Prompt: From the rows below, pull out each line containing the word "wing" and copy it unchanged.
□ □ □ □ □ □ □
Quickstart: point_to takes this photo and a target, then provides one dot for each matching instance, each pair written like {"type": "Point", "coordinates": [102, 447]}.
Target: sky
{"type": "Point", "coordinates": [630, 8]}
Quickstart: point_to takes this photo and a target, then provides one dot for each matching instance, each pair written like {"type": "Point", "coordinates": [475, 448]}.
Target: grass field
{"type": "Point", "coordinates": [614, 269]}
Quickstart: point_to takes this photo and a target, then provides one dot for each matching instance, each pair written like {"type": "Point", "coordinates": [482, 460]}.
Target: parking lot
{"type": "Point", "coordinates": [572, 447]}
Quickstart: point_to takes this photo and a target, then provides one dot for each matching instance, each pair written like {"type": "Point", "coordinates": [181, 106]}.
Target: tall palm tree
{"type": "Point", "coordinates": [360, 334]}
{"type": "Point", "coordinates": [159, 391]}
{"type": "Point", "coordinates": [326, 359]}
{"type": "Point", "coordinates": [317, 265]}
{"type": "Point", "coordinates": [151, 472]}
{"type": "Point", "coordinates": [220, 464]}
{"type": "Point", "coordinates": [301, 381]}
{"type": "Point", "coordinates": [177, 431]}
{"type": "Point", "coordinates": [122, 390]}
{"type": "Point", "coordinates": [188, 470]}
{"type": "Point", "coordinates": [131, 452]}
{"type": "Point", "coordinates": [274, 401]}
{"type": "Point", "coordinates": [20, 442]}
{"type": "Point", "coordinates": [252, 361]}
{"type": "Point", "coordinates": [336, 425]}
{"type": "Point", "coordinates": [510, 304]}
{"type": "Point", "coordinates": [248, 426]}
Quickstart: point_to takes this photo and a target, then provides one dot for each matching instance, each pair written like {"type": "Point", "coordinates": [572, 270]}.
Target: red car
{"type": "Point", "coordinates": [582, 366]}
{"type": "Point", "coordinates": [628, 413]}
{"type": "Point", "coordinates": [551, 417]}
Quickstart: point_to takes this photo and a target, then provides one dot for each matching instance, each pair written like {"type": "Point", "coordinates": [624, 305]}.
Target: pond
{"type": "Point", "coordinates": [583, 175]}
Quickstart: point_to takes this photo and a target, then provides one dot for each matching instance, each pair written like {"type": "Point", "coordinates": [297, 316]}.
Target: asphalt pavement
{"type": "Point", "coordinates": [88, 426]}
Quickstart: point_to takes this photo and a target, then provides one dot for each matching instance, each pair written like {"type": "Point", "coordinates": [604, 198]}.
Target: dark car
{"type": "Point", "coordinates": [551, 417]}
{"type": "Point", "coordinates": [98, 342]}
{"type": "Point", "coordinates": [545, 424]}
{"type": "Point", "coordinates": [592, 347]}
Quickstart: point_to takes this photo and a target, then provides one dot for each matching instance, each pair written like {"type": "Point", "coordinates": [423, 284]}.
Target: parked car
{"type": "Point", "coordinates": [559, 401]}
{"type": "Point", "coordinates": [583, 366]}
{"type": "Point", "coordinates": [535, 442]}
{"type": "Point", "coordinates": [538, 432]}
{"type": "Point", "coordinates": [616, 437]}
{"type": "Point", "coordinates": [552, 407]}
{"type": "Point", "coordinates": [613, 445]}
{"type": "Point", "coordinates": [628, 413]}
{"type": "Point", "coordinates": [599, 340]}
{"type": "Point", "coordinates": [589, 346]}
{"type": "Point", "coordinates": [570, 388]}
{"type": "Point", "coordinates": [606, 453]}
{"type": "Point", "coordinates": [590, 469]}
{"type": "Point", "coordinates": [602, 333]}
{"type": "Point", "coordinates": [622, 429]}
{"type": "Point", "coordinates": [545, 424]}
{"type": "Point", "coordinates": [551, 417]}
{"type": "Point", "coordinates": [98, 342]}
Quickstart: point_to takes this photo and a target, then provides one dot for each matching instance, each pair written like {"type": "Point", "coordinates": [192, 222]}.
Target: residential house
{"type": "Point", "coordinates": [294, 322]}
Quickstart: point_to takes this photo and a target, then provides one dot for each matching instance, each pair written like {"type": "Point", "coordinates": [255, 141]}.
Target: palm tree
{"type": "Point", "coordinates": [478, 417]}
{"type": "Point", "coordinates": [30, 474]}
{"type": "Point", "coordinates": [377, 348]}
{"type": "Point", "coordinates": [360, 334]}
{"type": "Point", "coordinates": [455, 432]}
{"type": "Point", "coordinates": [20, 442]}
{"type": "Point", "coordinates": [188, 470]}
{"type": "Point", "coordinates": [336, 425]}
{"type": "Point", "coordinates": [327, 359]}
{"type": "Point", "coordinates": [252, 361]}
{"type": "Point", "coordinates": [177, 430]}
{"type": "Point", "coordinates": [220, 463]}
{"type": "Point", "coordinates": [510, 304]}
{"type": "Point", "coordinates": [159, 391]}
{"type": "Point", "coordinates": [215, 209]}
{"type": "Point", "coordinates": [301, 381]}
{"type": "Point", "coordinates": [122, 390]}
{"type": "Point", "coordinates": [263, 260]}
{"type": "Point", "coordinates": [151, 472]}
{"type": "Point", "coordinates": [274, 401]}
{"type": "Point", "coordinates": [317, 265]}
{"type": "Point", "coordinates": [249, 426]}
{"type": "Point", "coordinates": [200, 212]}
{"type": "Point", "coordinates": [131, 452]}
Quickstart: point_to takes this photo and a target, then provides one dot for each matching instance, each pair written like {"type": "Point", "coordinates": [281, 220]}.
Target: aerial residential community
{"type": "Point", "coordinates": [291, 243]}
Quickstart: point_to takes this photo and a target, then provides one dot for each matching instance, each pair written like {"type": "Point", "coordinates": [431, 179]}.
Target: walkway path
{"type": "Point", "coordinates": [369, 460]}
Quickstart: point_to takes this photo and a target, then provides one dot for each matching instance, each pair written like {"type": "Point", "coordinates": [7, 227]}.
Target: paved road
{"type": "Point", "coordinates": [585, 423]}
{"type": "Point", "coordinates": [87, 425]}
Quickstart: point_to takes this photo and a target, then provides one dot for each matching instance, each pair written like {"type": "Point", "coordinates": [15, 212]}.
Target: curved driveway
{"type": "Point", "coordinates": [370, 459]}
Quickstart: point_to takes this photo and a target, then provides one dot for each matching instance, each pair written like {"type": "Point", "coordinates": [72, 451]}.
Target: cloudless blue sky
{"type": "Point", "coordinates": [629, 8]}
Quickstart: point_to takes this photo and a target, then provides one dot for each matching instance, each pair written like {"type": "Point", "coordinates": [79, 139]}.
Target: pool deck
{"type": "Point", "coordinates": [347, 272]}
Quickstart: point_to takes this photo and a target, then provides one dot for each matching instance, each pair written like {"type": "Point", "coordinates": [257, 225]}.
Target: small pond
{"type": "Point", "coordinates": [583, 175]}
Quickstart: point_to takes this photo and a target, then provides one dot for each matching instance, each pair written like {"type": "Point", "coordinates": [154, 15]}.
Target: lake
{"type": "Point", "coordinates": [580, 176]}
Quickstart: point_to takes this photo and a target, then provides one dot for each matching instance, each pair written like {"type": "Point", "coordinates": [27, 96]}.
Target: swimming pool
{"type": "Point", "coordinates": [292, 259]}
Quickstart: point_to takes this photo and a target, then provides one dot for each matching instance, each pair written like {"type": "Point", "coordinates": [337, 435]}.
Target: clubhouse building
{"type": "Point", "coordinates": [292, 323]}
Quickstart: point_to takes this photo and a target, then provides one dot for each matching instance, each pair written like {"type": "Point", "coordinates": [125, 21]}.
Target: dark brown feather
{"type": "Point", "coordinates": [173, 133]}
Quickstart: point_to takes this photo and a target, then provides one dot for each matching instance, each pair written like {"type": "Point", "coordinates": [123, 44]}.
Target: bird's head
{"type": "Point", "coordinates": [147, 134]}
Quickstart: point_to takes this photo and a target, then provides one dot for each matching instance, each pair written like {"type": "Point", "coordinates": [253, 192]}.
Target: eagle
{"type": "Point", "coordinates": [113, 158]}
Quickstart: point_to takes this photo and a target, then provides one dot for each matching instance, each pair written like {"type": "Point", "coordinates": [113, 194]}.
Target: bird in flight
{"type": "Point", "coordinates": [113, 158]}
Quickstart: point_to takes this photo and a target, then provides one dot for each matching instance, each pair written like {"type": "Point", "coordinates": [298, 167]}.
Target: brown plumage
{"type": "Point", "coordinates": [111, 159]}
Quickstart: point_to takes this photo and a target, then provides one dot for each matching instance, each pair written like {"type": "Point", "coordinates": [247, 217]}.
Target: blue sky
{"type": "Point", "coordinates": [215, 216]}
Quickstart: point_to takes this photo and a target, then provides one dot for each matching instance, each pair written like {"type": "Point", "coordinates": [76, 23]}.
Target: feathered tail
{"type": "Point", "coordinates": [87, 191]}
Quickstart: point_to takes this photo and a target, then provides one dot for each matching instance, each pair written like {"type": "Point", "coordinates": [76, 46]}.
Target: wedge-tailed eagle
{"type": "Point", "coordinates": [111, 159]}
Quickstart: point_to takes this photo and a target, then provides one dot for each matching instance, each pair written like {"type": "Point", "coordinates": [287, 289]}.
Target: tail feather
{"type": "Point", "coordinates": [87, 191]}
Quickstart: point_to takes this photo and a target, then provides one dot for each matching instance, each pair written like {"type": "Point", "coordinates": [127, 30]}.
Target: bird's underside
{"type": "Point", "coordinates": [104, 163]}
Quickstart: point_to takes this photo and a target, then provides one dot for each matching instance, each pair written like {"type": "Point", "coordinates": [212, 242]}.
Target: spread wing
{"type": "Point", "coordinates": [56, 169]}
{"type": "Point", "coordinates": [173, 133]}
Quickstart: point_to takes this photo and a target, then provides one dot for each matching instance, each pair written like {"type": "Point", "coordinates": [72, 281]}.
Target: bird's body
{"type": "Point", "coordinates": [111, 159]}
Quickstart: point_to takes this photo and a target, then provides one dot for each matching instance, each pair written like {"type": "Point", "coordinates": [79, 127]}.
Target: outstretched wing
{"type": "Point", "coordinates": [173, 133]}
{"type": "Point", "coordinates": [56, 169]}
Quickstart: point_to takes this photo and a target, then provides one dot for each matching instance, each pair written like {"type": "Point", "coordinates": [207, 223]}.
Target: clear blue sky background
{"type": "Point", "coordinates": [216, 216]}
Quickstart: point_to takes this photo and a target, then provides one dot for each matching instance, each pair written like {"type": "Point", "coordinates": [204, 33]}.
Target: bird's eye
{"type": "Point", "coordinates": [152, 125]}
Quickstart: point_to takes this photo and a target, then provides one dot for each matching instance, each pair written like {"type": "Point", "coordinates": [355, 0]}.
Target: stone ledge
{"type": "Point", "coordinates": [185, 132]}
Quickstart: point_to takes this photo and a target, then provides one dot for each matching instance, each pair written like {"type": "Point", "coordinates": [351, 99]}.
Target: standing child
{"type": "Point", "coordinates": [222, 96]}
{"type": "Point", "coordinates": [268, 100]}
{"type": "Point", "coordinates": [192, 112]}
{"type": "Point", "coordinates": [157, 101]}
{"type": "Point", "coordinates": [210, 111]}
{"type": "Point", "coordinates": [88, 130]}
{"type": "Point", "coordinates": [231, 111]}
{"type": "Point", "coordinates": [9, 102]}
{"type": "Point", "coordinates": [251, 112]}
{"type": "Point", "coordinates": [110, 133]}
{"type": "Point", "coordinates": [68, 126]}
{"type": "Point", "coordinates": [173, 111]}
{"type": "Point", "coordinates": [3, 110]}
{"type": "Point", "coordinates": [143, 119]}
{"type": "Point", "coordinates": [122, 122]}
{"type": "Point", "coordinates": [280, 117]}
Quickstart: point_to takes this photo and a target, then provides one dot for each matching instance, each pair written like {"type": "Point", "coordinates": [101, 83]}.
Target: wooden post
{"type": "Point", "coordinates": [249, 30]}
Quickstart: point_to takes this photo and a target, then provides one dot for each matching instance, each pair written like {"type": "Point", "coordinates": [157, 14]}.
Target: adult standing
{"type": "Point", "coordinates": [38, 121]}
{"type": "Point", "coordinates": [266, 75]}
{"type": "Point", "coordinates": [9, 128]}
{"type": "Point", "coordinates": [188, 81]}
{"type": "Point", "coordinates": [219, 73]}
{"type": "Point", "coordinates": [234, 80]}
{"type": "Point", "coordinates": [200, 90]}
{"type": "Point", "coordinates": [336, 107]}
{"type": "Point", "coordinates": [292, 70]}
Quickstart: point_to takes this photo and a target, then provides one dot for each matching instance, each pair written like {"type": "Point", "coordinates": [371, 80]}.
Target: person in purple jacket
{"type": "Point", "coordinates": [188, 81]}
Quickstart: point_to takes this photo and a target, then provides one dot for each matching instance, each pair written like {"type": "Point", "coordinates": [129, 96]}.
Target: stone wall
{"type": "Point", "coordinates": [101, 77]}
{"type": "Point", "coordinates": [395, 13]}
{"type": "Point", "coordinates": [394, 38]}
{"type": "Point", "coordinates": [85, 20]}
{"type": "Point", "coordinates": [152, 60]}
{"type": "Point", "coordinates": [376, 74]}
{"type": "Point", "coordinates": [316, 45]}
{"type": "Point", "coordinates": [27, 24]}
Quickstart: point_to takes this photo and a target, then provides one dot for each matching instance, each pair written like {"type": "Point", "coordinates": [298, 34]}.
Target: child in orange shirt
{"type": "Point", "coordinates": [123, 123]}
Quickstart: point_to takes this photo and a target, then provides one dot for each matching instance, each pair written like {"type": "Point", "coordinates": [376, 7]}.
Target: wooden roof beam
□ □ □ □ □ □ □
Full answer:
Target: spread wing
Target: outstretched wing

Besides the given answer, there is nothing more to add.